Exercise text »
#####
Professors at Brigham Young University say they have designed a new way to think about customer service.
Seemingly, everyone has a story in which a company has let them down. A woman at University Mall says employees at a store didn't treat her well when she had to return something.
"They said to bring it back, and we brought it back, and they weren't even apologetic or anything," she said.
"What would have been more important to you; the fact that they gave you more money off, or did you actually want the ‘I'm sorry?'" I asked.
"The ‘I'm sorry,'" she said.
One man basically just wants the problem fixed, no more, no less.
"What do I want them to do? Maybe just let me return it," he said.
Another woman says if a store messes up, she wants to know how they'll go out of their way to make her happy again.
"Offer to help me fix the problem instead of letting me go and look for something else," she said.
Professors at BYU say these three people represent the three different kinds of angry client.
BYU Marriott School of Management Assistant Professor Glenn Christensen said, "We originally set out to get a deeper look at consumers' recovery expectations. When I say recovery, I mean what do consumers expect companies to do to make things right after things go badly?"
#####
Given information »
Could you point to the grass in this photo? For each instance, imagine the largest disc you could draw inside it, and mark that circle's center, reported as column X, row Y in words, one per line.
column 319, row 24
#####
Exercise goal » Continue the article on BYU's research into customer service recovery, starting right after its last sentence.

Written answer »
Christensen says what they found defied current business logic. He says companies can't treat all angry customers in the same way. For example, "the utilitarians," as he calls them, just want the problem to be solved.
"For them, saying you're sorry was actually a negative thing because it felt like they were trying to buy them off with emotion," Christensen explained.
Then, he says, there are "the oppositionals," who see themselves as fighting against the large company that wronged them.
"Because they feel so small in an uneven relationship, it's about control," he said.
He says you might have to throw in something extra to make those people happy. Then there are "the relationals." They see their relationship with a company as almost personal. Christensen says some people in this group may blame themselves when a company wrongs them. He used the example of one woman who went to a store to find out they closed earlier than expected.
"When she's relating it she says, ‘If only I would have organized my time and got there at 8:30, it would have been fine,'" Christensen said.
"It sounds like she needs consumer therapy," I said.
"It's possible," he conceded.
Christensen says these people are looking for the apology.